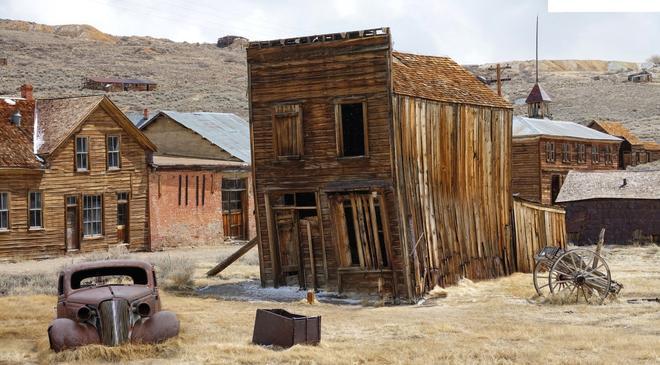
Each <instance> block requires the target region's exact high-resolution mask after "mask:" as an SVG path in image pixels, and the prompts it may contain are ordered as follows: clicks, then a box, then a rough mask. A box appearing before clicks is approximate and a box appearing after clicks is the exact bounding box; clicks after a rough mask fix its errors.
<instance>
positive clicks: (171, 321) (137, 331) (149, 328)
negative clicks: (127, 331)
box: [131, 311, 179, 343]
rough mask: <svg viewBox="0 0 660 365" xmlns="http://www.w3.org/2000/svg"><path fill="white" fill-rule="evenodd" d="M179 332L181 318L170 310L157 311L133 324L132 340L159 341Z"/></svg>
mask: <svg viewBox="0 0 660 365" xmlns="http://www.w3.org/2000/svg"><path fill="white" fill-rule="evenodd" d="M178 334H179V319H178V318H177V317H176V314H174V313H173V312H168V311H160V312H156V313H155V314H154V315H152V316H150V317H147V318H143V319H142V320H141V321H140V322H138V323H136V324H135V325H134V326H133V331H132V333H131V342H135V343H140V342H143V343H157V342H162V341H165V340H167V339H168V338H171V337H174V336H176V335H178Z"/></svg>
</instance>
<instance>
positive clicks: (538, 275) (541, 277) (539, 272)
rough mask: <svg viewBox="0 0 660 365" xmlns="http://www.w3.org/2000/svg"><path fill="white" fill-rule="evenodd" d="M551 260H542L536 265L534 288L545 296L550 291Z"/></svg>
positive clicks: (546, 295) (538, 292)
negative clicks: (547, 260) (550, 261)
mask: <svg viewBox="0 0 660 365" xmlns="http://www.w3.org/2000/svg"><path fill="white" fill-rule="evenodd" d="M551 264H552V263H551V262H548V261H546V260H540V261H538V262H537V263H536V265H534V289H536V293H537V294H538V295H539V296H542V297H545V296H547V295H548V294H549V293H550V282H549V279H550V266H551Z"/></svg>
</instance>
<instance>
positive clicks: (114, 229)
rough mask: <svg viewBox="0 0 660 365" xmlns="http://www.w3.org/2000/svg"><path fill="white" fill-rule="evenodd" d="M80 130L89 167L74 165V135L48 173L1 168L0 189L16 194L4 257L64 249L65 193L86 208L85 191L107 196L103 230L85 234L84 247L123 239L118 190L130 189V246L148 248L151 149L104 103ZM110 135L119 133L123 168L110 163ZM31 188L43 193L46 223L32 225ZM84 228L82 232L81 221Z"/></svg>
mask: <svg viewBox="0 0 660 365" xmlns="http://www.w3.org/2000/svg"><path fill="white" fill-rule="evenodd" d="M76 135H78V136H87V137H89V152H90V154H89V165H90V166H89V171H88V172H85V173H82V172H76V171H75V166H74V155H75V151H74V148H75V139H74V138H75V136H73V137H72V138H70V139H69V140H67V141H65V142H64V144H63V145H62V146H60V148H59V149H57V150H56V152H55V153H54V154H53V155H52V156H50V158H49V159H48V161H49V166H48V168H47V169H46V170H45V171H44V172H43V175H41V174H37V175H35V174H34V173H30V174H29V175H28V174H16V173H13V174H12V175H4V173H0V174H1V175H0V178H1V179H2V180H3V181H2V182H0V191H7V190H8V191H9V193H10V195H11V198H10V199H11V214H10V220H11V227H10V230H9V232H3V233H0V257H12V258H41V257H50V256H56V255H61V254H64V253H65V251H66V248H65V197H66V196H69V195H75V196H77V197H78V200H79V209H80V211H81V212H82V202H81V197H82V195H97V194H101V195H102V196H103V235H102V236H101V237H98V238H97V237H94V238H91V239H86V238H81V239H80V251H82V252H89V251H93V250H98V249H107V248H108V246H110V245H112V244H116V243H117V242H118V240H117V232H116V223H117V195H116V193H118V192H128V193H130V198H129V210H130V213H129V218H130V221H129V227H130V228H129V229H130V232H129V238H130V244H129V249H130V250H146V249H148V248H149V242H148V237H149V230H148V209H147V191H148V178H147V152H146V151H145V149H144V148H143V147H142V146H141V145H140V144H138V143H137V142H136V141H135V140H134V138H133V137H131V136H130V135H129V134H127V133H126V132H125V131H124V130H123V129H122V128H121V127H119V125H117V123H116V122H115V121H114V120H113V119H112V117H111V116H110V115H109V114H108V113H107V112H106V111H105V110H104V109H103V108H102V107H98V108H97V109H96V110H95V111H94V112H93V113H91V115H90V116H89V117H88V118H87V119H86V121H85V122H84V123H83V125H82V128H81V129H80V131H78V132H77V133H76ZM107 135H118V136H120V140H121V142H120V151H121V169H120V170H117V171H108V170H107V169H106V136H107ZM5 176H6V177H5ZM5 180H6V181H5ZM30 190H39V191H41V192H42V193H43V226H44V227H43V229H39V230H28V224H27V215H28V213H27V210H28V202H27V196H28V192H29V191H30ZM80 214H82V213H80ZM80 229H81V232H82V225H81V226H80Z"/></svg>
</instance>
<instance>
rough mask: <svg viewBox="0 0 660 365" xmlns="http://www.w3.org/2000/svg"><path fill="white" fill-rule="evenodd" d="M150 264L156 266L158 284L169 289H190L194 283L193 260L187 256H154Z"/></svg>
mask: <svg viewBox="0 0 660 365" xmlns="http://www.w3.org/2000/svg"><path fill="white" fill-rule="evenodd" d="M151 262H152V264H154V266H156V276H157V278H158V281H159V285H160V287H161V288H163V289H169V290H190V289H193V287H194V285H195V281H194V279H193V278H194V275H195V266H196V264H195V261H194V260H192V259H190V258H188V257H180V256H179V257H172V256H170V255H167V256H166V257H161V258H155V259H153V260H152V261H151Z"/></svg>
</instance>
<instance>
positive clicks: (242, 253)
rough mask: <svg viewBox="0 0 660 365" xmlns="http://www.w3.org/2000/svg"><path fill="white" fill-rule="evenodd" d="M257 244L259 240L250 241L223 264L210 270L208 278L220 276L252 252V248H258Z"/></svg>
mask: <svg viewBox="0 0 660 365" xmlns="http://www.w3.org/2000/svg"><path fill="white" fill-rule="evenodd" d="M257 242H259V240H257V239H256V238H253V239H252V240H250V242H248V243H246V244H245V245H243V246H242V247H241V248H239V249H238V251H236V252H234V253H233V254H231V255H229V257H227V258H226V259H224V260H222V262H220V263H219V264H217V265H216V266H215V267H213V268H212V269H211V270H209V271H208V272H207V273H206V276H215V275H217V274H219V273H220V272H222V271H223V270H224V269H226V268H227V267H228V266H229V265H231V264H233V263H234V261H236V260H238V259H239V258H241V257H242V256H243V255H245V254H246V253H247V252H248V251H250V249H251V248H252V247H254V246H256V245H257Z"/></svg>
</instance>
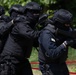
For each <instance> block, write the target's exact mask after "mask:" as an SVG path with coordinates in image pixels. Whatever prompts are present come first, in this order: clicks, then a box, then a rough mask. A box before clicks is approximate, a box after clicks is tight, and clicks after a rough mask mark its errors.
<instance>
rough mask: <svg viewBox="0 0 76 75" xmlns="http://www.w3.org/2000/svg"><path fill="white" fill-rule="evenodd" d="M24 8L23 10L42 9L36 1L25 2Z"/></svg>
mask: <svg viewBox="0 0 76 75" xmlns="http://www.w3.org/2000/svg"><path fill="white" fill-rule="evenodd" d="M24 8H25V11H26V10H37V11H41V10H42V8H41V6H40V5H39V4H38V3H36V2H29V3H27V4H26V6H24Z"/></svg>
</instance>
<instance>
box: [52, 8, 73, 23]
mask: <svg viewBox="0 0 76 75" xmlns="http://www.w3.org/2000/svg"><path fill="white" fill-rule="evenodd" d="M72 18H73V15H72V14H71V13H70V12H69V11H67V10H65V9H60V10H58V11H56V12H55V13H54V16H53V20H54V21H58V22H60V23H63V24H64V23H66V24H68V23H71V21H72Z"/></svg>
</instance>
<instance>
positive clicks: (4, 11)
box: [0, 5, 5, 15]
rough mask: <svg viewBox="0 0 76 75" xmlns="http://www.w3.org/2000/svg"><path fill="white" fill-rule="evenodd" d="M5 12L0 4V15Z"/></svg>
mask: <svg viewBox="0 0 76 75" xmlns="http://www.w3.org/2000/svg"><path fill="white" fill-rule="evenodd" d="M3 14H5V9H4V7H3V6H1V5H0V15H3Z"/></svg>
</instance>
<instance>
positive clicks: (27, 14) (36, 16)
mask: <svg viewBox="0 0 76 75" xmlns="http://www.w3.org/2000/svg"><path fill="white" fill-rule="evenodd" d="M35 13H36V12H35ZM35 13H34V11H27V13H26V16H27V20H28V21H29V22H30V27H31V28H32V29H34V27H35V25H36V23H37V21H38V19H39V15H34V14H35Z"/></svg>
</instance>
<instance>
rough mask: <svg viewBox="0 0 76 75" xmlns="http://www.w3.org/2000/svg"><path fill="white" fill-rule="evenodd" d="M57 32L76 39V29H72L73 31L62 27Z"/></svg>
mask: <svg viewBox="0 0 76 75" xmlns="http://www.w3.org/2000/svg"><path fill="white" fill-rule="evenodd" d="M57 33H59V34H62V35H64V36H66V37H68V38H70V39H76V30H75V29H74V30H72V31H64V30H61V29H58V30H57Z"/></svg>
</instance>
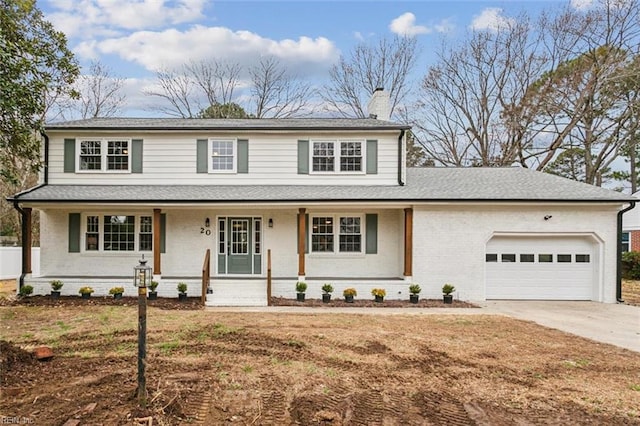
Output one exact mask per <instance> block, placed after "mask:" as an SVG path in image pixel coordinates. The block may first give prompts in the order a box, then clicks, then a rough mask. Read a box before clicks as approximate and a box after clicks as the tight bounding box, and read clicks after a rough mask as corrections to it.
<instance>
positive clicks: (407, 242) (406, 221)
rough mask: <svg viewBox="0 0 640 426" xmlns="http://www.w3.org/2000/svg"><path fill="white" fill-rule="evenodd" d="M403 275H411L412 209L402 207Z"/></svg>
============================================================
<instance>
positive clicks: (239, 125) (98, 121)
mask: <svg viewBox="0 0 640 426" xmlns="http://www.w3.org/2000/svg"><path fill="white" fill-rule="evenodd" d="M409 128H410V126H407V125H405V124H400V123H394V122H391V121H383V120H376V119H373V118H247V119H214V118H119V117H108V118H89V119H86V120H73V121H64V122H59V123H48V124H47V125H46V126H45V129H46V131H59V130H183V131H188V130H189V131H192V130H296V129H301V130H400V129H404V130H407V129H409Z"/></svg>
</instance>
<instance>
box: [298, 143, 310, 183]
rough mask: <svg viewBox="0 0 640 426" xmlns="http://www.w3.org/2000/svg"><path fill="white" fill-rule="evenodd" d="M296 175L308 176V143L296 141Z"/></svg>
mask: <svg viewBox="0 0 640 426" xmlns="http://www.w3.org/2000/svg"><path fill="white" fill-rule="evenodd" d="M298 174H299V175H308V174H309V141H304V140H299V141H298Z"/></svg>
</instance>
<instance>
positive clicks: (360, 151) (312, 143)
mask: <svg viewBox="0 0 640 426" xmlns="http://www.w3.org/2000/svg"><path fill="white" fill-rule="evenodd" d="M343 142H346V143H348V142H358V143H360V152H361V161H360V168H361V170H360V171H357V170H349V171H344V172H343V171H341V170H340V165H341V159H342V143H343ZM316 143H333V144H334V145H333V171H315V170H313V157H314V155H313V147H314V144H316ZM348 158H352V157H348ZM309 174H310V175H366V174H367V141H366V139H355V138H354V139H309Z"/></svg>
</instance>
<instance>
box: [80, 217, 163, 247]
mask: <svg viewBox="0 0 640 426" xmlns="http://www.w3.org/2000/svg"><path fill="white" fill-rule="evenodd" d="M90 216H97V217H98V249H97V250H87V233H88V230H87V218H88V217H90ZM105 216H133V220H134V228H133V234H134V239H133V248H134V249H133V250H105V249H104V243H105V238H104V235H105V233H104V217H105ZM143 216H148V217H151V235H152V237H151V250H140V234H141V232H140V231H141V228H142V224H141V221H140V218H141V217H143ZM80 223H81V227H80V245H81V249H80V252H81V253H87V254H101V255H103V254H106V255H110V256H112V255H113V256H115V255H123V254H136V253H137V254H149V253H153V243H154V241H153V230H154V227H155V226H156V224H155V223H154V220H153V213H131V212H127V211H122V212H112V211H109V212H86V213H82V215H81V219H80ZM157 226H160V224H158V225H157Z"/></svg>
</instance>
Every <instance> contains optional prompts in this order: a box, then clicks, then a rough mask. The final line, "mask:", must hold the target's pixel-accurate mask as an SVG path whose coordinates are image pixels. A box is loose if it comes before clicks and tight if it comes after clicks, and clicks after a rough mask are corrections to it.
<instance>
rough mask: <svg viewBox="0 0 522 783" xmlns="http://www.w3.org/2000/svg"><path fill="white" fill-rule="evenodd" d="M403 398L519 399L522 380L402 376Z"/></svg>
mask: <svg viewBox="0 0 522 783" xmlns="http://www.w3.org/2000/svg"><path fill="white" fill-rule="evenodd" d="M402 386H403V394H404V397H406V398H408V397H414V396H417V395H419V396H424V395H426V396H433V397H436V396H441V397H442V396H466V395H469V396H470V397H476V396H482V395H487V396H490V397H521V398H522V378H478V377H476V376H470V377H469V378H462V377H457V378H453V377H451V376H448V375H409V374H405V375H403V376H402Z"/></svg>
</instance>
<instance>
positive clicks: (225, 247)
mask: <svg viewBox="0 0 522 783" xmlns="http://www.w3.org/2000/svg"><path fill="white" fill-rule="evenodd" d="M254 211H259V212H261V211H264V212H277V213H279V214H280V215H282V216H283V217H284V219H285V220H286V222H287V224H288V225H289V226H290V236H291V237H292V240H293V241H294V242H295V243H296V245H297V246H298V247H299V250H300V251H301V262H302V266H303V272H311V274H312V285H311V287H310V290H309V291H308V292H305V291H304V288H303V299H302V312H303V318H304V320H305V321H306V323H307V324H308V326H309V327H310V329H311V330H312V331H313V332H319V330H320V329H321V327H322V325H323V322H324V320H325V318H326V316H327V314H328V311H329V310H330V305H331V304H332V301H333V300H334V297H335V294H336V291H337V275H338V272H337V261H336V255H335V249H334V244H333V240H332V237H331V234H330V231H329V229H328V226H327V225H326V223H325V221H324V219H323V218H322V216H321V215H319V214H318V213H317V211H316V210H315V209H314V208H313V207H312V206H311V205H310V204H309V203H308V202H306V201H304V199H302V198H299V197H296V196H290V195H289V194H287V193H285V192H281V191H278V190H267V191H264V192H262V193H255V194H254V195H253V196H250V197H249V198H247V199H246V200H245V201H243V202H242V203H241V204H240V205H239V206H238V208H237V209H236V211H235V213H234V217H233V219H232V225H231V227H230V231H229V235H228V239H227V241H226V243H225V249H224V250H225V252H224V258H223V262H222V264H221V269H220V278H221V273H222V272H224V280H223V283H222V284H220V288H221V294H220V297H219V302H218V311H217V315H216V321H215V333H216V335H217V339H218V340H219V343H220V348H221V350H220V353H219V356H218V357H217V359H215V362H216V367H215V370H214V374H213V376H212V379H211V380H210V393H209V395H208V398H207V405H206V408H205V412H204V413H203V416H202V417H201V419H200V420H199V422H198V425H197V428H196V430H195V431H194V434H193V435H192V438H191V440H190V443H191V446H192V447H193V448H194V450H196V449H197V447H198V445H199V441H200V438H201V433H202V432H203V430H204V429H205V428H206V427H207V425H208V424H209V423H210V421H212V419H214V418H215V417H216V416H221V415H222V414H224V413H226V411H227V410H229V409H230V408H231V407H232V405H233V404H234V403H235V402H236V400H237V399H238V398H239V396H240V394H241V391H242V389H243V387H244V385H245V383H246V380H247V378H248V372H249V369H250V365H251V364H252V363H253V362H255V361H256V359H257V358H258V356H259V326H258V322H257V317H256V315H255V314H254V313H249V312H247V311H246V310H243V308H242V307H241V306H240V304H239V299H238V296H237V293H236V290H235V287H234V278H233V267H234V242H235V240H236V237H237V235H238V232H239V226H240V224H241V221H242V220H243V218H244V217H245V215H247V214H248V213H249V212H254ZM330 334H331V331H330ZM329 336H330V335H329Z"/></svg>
============================================================
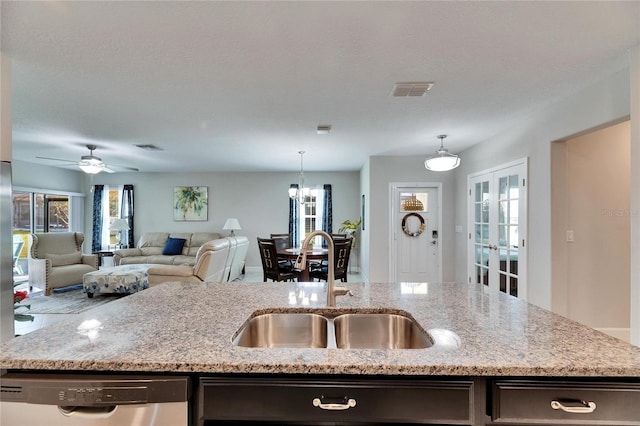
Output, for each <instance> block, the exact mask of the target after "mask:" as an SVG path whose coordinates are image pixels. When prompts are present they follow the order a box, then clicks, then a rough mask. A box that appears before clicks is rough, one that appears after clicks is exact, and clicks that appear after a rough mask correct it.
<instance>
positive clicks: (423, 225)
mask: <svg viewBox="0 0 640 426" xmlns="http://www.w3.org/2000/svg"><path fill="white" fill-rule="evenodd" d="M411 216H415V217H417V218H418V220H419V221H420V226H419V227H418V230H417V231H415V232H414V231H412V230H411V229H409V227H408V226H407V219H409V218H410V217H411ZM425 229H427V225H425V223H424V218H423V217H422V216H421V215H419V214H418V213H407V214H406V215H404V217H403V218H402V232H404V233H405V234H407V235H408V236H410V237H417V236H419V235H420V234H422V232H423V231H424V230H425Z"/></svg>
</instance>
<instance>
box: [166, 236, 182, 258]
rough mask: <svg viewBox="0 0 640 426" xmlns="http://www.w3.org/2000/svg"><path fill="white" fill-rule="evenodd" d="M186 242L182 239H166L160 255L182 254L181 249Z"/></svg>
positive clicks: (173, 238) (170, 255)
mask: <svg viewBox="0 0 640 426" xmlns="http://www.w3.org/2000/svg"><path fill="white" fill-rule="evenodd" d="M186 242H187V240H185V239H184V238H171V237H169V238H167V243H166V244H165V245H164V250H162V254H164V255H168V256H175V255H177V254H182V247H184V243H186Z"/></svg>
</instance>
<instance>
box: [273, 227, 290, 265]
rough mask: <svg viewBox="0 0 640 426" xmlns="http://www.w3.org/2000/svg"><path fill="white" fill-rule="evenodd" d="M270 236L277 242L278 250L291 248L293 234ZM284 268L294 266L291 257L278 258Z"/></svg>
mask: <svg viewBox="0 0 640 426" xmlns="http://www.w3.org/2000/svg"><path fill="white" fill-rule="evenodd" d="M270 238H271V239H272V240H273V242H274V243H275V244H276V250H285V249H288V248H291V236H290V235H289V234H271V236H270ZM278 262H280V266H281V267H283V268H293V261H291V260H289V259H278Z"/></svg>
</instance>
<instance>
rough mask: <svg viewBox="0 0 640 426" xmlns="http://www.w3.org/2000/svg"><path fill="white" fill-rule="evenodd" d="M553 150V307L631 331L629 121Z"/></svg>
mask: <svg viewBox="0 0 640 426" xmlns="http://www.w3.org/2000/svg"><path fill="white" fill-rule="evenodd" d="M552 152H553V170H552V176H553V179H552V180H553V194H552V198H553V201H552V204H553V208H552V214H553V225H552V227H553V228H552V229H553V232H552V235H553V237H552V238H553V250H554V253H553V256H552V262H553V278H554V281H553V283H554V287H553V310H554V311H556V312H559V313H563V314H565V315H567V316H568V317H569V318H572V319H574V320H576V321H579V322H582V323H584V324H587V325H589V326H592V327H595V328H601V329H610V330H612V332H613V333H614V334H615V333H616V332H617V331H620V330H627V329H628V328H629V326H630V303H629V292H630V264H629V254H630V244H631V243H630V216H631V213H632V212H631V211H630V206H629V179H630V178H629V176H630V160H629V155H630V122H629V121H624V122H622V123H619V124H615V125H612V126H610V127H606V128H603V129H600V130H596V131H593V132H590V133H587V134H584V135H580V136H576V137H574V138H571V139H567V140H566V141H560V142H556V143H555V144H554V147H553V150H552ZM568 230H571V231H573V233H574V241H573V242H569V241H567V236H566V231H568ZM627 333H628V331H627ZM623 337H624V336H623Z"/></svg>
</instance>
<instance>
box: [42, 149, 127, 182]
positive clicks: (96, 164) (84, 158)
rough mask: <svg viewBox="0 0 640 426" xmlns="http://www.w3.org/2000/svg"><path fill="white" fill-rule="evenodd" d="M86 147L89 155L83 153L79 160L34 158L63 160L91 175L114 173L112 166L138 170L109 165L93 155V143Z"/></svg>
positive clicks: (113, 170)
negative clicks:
============================================================
- _WORK ORDER_
In the listing above, find the line with "box: [131, 311, 179, 343]" and the line with "positive clicks: (538, 275)", then print exactly those lines and every line between them.

- _TASK SOLUTION_
box: [131, 311, 179, 343]
rough mask: <svg viewBox="0 0 660 365" xmlns="http://www.w3.org/2000/svg"><path fill="white" fill-rule="evenodd" d="M179 332L181 318L170 310L157 311L133 324L132 340L159 341Z"/></svg>
mask: <svg viewBox="0 0 660 365" xmlns="http://www.w3.org/2000/svg"><path fill="white" fill-rule="evenodd" d="M178 334H179V319H178V318H177V317H176V314H174V313H173V312H168V311H160V312H156V313H155V314H154V315H152V316H150V317H147V318H143V319H142V320H141V321H140V322H138V323H136V324H135V325H134V326H133V331H132V333H131V342H135V343H140V342H143V343H157V342H162V341H165V340H167V339H168V338H171V337H174V336H176V335H178Z"/></svg>
</instance>
<instance>
positive clicks: (538, 275) (541, 277) (539, 272)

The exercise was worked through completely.